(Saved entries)
|---|
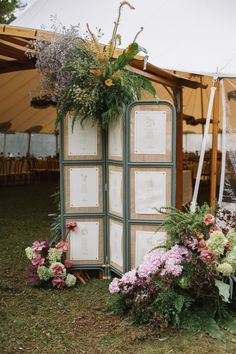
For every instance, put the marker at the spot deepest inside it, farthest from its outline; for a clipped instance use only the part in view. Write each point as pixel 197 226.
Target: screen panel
pixel 150 133
pixel 83 185
pixel 86 242
pixel 82 142
pixel 150 189
pixel 144 238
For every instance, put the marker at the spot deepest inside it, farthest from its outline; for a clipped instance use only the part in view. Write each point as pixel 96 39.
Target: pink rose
pixel 202 244
pixel 58 282
pixel 71 225
pixel 215 228
pixel 227 246
pixel 39 246
pixel 206 255
pixel 209 219
pixel 200 237
pixel 62 246
pixel 57 269
pixel 37 261
pixel 68 263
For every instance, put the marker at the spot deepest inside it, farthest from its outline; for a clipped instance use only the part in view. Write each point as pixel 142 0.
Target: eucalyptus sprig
pixel 84 76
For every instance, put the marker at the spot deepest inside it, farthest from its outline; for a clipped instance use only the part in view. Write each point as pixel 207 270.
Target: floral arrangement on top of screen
pixel 83 76
pixel 189 284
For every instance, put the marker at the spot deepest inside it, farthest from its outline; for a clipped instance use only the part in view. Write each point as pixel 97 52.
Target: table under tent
pixel 119 227
pixel 86 176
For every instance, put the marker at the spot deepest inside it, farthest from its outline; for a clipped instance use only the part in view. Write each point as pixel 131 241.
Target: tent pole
pixel 202 107
pixel 215 124
pixel 29 143
pixel 4 143
pixel 203 149
pixel 178 94
pixel 224 137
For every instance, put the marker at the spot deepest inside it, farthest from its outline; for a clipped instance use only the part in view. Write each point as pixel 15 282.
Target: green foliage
pixel 84 77
pixel 181 224
pixel 228 323
pixel 170 304
pixel 7 9
pixel 117 304
pixel 201 320
pixel 209 325
pixel 223 290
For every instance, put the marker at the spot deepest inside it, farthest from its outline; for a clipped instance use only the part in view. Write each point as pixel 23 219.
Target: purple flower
pixel 114 286
pixel 129 278
pixel 191 243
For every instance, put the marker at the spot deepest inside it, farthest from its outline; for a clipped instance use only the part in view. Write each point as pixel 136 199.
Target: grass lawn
pixel 72 320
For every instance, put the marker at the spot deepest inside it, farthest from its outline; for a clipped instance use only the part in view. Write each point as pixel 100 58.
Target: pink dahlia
pixel 39 246
pixel 209 219
pixel 58 282
pixel 68 263
pixel 57 269
pixel 206 255
pixel 62 246
pixel 71 225
pixel 37 261
pixel 215 228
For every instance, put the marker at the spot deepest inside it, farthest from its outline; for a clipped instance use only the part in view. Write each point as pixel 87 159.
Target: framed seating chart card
pixel 114 182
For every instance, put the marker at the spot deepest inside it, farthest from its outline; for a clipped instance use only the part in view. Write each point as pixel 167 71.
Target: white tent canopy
pixel 184 35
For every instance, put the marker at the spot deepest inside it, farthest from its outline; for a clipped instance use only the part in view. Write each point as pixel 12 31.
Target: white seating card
pixel 84 187
pixel 150 191
pixel 115 138
pixel 84 241
pixel 116 243
pixel 150 132
pixel 146 241
pixel 115 192
pixel 82 140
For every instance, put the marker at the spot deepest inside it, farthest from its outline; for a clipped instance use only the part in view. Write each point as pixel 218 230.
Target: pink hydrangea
pixel 57 268
pixel 62 246
pixel 164 262
pixel 68 263
pixel 206 255
pixel 39 246
pixel 58 282
pixel 114 287
pixel 152 262
pixel 71 225
pixel 215 228
pixel 38 261
pixel 191 243
pixel 209 219
pixel 129 277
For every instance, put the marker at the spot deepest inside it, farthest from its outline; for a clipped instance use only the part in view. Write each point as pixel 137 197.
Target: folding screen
pixel 113 184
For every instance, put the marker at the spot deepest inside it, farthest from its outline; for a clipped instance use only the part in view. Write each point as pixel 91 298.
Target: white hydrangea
pixel 54 255
pixel 57 269
pixel 70 280
pixel 225 268
pixel 43 273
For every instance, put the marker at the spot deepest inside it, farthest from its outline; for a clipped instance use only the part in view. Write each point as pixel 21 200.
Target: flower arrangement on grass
pixel 188 283
pixel 48 266
pixel 88 78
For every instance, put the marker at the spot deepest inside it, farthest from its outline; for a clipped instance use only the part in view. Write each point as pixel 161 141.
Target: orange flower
pixel 108 82
pixel 96 72
pixel 129 49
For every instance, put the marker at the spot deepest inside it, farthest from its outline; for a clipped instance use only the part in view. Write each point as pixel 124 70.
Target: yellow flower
pixel 116 75
pixel 96 72
pixel 108 82
pixel 129 49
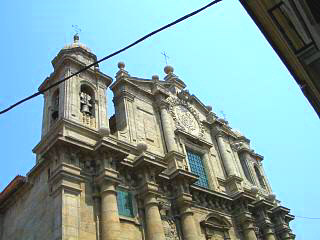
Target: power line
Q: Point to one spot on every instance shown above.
(112, 54)
(308, 217)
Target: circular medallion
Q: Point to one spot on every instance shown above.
(186, 120)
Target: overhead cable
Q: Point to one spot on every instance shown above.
(112, 55)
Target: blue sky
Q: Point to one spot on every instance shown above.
(220, 54)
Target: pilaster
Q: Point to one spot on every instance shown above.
(147, 169)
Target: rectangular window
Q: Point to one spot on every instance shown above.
(196, 165)
(314, 6)
(124, 200)
(291, 24)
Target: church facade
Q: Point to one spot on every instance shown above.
(163, 167)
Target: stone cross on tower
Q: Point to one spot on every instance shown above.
(165, 56)
(77, 29)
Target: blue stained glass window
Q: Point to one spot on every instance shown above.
(196, 165)
(124, 200)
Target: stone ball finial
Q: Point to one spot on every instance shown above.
(142, 147)
(121, 65)
(209, 108)
(271, 197)
(254, 190)
(76, 38)
(104, 132)
(155, 78)
(168, 69)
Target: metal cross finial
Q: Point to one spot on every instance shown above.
(76, 29)
(165, 56)
(223, 114)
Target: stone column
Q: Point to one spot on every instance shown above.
(153, 218)
(269, 234)
(189, 229)
(110, 223)
(167, 128)
(248, 230)
(226, 158)
(251, 172)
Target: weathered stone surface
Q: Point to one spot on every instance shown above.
(71, 193)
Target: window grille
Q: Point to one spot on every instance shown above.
(124, 200)
(196, 165)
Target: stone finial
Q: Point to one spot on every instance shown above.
(121, 65)
(155, 78)
(168, 69)
(254, 190)
(142, 147)
(209, 108)
(76, 38)
(104, 132)
(271, 197)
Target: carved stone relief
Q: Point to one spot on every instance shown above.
(168, 222)
(185, 116)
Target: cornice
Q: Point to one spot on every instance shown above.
(62, 64)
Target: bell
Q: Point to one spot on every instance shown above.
(85, 108)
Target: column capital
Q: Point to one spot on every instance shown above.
(161, 103)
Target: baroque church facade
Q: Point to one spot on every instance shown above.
(163, 167)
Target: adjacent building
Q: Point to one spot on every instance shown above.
(292, 27)
(164, 166)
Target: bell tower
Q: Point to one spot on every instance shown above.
(82, 98)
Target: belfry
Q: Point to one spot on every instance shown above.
(163, 167)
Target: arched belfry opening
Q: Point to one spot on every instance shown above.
(55, 106)
(260, 177)
(87, 105)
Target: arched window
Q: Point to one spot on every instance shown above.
(197, 167)
(245, 169)
(86, 100)
(260, 177)
(55, 106)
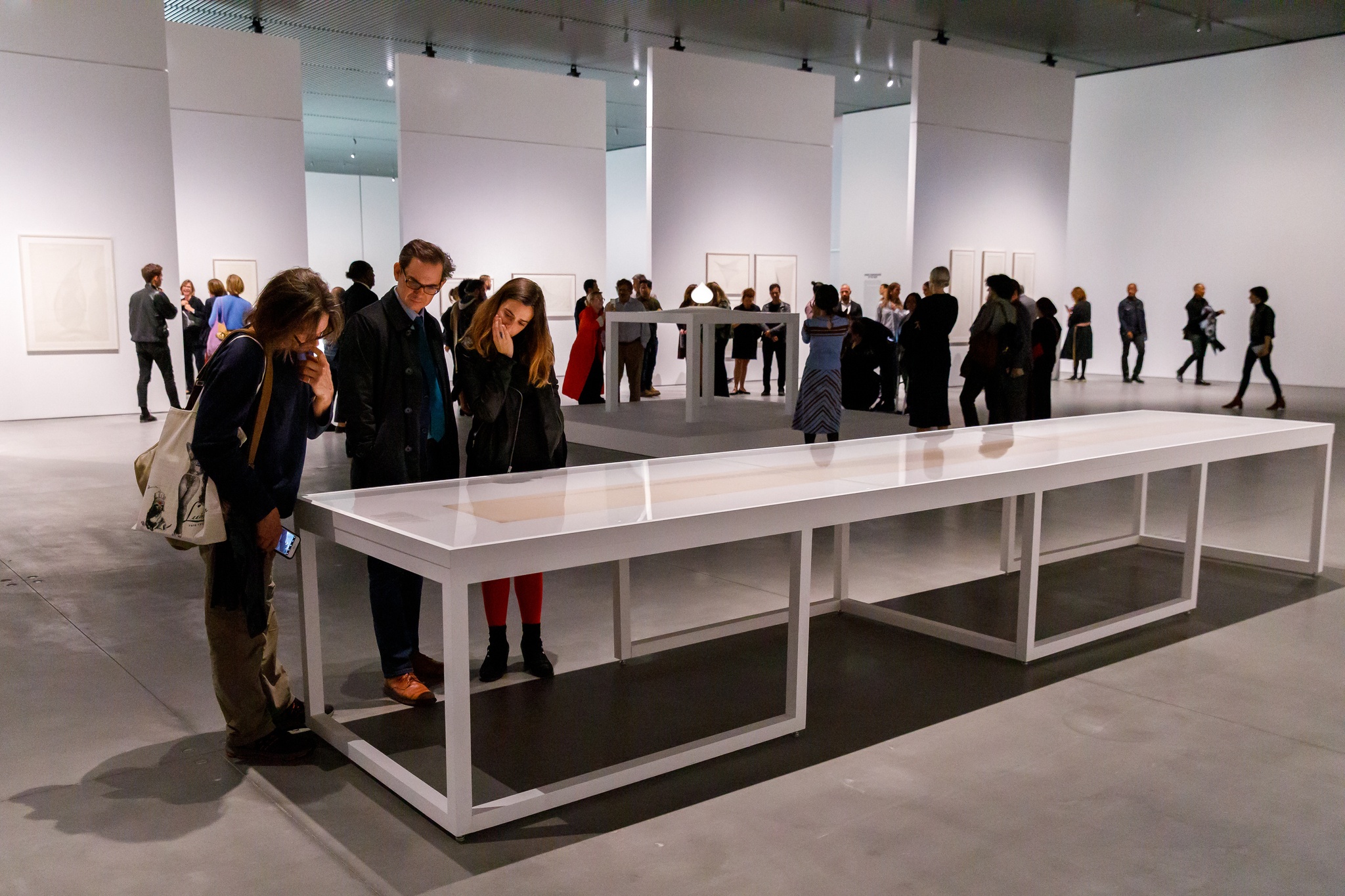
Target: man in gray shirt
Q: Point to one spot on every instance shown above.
(631, 340)
(150, 314)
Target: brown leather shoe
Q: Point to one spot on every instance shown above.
(408, 689)
(430, 671)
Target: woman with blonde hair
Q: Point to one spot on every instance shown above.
(506, 377)
(228, 312)
(1078, 345)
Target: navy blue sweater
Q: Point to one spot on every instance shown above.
(228, 406)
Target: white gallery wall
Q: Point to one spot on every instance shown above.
(1227, 171)
(353, 217)
(871, 186)
(238, 152)
(989, 167)
(627, 219)
(87, 152)
(739, 161)
(506, 169)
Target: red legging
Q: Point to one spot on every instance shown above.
(529, 591)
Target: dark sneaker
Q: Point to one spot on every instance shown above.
(277, 748)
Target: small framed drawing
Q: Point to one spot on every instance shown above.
(560, 293)
(245, 268)
(69, 295)
(734, 273)
(778, 269)
(1025, 272)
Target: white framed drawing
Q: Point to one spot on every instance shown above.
(734, 273)
(560, 293)
(69, 295)
(1025, 272)
(245, 268)
(778, 269)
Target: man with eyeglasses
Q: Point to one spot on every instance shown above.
(400, 427)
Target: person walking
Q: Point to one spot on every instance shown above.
(745, 337)
(150, 314)
(1133, 331)
(400, 427)
(1199, 331)
(194, 320)
(1259, 345)
(643, 292)
(1079, 339)
(275, 368)
(517, 427)
(584, 371)
(1046, 339)
(774, 344)
(818, 408)
(228, 313)
(929, 352)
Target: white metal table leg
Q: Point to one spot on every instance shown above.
(622, 610)
(1028, 572)
(458, 710)
(801, 602)
(1317, 536)
(611, 362)
(310, 625)
(1007, 530)
(841, 563)
(1195, 534)
(791, 363)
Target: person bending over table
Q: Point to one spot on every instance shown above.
(509, 378)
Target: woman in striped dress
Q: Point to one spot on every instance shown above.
(818, 409)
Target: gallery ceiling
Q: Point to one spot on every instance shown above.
(349, 45)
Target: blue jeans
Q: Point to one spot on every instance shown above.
(395, 599)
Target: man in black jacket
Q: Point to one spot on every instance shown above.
(150, 314)
(396, 396)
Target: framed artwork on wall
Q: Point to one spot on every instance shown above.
(1025, 272)
(778, 269)
(560, 292)
(734, 273)
(245, 268)
(69, 295)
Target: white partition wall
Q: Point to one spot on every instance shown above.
(87, 154)
(506, 169)
(989, 164)
(238, 151)
(739, 161)
(1228, 171)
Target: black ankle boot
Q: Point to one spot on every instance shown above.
(496, 656)
(535, 658)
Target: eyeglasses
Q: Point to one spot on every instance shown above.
(416, 286)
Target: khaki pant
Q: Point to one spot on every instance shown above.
(250, 684)
(631, 359)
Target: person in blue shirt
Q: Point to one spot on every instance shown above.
(818, 409)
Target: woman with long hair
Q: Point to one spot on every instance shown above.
(745, 336)
(1078, 345)
(508, 377)
(818, 409)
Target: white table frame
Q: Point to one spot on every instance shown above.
(699, 364)
(454, 568)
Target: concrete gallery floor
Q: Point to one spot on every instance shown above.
(1202, 754)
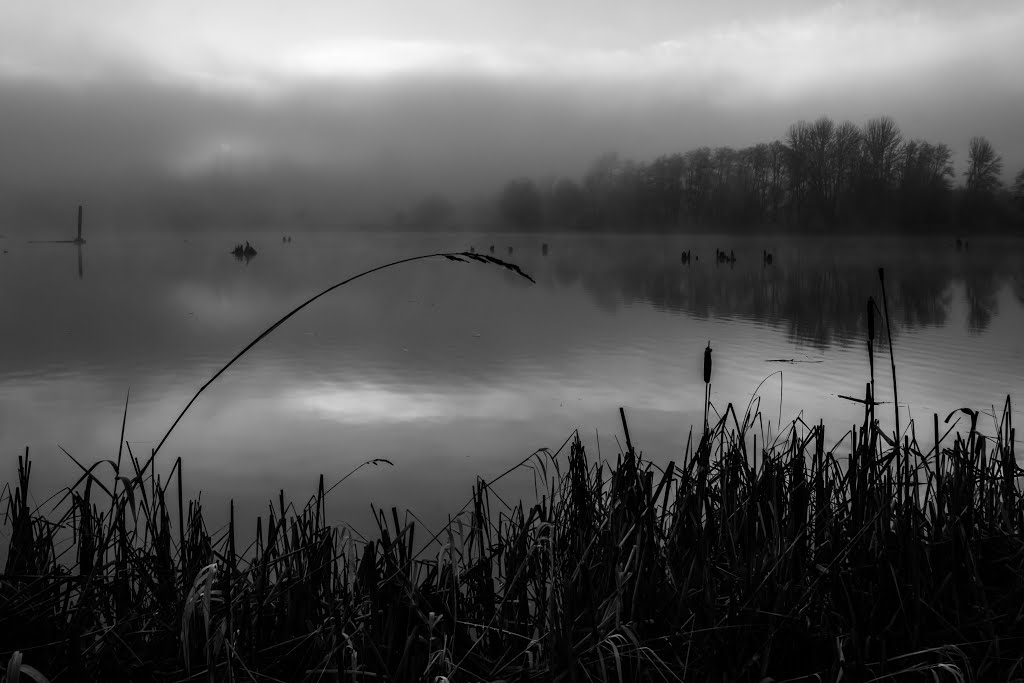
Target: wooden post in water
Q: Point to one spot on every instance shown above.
(79, 240)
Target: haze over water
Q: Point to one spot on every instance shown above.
(455, 371)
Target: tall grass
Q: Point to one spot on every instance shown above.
(743, 560)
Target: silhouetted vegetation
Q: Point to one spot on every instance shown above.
(757, 555)
(821, 176)
(754, 556)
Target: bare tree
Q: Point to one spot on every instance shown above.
(984, 167)
(882, 144)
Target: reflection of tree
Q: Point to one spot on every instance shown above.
(817, 299)
(981, 289)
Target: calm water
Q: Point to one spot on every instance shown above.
(452, 371)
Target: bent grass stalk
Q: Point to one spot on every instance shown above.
(791, 562)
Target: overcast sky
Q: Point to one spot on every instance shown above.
(467, 92)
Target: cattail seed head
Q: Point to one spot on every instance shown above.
(870, 318)
(708, 364)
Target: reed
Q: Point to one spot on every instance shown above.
(875, 559)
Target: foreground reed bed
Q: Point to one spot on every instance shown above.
(786, 562)
(877, 559)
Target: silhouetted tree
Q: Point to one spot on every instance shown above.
(881, 151)
(821, 174)
(925, 183)
(984, 167)
(1018, 189)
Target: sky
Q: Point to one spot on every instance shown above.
(352, 104)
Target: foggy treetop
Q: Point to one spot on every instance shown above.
(340, 114)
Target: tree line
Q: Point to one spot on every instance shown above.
(821, 175)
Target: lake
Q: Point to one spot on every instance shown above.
(452, 371)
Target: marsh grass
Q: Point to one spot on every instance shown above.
(744, 560)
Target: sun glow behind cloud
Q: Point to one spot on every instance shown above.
(844, 43)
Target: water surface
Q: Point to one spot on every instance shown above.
(452, 371)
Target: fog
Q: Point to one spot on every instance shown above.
(205, 123)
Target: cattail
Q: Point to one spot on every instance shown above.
(708, 364)
(870, 318)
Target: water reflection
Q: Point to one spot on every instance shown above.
(817, 299)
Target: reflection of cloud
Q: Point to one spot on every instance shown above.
(360, 402)
(372, 402)
(220, 307)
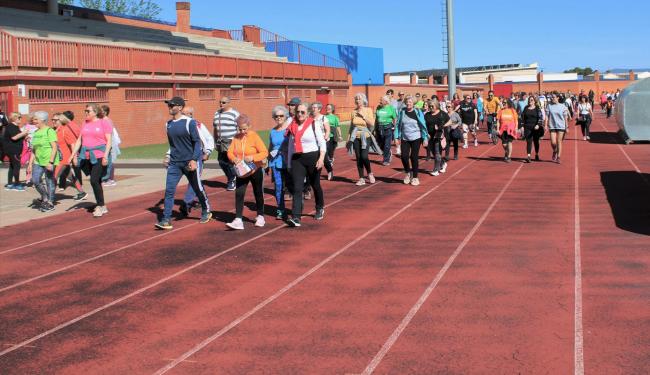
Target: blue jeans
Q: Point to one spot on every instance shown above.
(226, 166)
(279, 180)
(46, 188)
(190, 195)
(386, 134)
(175, 171)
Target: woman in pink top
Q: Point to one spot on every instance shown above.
(90, 151)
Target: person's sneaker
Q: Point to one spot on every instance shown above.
(236, 224)
(184, 210)
(294, 222)
(205, 217)
(259, 221)
(164, 225)
(81, 196)
(47, 207)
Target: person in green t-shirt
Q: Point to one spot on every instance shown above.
(45, 157)
(386, 116)
(333, 141)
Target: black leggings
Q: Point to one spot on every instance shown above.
(304, 165)
(410, 153)
(329, 156)
(257, 180)
(532, 139)
(363, 161)
(585, 125)
(14, 169)
(96, 171)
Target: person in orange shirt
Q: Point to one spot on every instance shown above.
(507, 121)
(66, 139)
(247, 148)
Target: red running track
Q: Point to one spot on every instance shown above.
(489, 268)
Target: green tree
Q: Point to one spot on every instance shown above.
(140, 8)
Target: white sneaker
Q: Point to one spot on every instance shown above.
(98, 212)
(237, 224)
(259, 221)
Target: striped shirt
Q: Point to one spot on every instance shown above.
(225, 125)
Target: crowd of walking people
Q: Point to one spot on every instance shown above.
(57, 152)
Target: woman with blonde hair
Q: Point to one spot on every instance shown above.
(361, 138)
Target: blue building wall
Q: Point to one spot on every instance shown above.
(366, 64)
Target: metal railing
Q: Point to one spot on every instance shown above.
(49, 55)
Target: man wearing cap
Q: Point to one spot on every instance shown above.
(225, 129)
(185, 149)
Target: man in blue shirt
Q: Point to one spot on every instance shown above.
(184, 152)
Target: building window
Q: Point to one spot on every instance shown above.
(145, 95)
(271, 94)
(231, 94)
(68, 95)
(206, 94)
(251, 94)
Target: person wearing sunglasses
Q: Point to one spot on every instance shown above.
(207, 146)
(225, 128)
(66, 140)
(182, 160)
(93, 147)
(12, 147)
(307, 156)
(43, 161)
(278, 143)
(247, 147)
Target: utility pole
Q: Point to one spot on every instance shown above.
(451, 59)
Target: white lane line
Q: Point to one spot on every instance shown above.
(302, 277)
(109, 222)
(579, 360)
(167, 278)
(88, 260)
(416, 307)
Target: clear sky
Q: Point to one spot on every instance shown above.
(557, 34)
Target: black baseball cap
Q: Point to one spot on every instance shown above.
(295, 101)
(177, 100)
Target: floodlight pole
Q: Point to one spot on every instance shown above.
(451, 59)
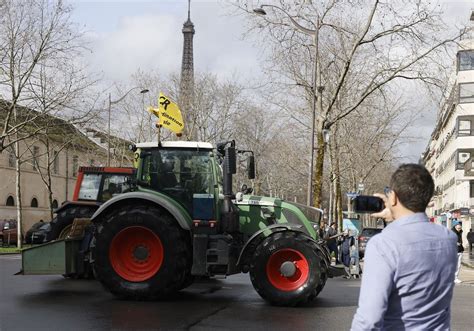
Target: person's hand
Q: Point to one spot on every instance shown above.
(386, 214)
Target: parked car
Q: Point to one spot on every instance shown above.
(37, 234)
(364, 237)
(9, 233)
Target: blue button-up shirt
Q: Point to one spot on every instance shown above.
(408, 277)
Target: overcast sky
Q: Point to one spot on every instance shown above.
(130, 35)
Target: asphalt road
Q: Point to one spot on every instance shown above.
(54, 303)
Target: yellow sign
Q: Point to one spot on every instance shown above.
(169, 115)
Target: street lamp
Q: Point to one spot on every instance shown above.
(317, 99)
(143, 91)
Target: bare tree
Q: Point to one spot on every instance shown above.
(36, 37)
(40, 75)
(363, 51)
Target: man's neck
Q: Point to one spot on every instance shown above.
(402, 212)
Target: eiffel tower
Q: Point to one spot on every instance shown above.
(186, 93)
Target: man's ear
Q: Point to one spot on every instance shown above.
(393, 199)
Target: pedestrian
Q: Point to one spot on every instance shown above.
(457, 229)
(409, 267)
(347, 243)
(331, 237)
(470, 239)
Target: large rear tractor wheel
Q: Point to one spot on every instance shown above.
(287, 270)
(141, 253)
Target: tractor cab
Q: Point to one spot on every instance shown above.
(99, 184)
(184, 171)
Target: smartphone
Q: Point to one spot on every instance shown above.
(368, 204)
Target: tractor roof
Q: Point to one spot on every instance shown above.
(177, 144)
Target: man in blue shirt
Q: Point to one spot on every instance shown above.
(409, 267)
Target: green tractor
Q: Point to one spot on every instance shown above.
(182, 221)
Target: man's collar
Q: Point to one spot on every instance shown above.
(413, 218)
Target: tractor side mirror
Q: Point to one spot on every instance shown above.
(251, 167)
(230, 163)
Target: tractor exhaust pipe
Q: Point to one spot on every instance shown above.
(230, 213)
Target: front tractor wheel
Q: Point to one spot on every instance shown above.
(141, 253)
(286, 269)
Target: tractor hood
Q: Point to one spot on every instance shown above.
(311, 214)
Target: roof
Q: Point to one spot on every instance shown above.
(177, 144)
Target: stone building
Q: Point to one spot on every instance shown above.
(60, 152)
(449, 155)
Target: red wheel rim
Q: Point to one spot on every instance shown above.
(282, 282)
(136, 253)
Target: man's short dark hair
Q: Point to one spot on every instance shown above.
(413, 185)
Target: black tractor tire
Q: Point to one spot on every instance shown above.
(271, 285)
(173, 273)
(65, 218)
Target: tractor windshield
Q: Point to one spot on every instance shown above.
(179, 173)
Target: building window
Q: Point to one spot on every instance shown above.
(465, 126)
(466, 92)
(35, 157)
(11, 157)
(463, 155)
(55, 162)
(34, 203)
(10, 201)
(466, 60)
(75, 165)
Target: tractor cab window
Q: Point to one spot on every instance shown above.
(178, 173)
(90, 187)
(114, 185)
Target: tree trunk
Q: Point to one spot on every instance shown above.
(318, 169)
(18, 195)
(48, 178)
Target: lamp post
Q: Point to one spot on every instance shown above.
(317, 99)
(143, 91)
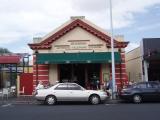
|---|
- Brief:
Please set down only the lines from the first line of the records above through the line that has "pixel 96 39.", exactly, and not the pictures.

- Result:
For every instance, put the marker at the spot deepest inside it, farthest from its outline; for a clipped instance use only the part in view. Write each point as pixel 197 226.
Target: screen panel
pixel 150 133
pixel 83 185
pixel 86 242
pixel 82 142
pixel 150 189
pixel 144 238
For every instance, put the marker at the spot deepest inside it, farthest from its outline; for a clipped instance use only the part in view. Write each point as pixel 96 39.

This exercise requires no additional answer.